Text segment |
=== Section Start ===
On Friday 6 November, I hosted the sixth annual Cherwell Democracy Challenge.
Despite this year’s challenge taking place virtually given coronavirus restrictions, the local secondary schools participating upheld an impressive standard of debating. Opening debates covered topical issues, including whether all children should be entitled to a free school meal and whether Parliament should be relocated to Oxford. After careful deliberation, Bloxham School and The Cooper School narrowly beat The Bicester School to the final. Debating the topic of whether the UK’s Covid restrictions unnecessarily infringe upon civil liberties, the final was a lively and closely fought contest, with Bloxham emerging as the victors.
=== Section End ===
Required tasks |
1. Based on the text about the Cherwell Democracy Challenge, say whether each statement agrees with it, answering yes or no and quoting the deciding words: (a) The challenge was held in person this year. (b) The Bicester School reached the final. (c) Bloxham won the final.
2. Write the next few sentences of the text about the Cherwell Democracy Challenge, picking up after its final sentence.
The data that comes next is drawn from a different source.

Source material |
=== Section Start ===
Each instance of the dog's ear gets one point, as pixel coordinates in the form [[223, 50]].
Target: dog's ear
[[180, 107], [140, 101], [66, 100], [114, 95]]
=== Section End ===
Outputs in order |
1.
(a) No: "taking place virtually given coronavirus restrictions"
(b) No: "Bloxham School and The Cooper School narrowly beat The Bicester School to the final"
(c) Yes: "with Bloxham emerging as the victors"

2.
I was so pleased that I could go ahead with my annual Cherwell Democracy Challenge given the current circumstances. I am always so impressed by the standard of arguments from local students and this year was no different. All the teams coped brilliantly with the added challenges of a virtual debate. It is great to see young people in our constituency demonstrating awareness and understanding of important national issues. Bloxham gave a particularly impressive performance in the final. I would like to thank Barry Wood, Leader of Cherwell District Council, John Colegrave, Mayor of Banbury, and Miranda Markham, Community Relations Director at Bicester Village, for taking the time out of their busy schedules to judge the debates. I am already looking forward to next year’s competition and I hope that all secondary schools in my constituency will get involved.
The challenge marked the end of UK Parliament Week which aims to engage young people in discussion about democracy and empowerment in the UK. This year, Banbury was the most engaged constituency in the country, with more schools, groups and young people signed up to take part in the activities than any other constituency.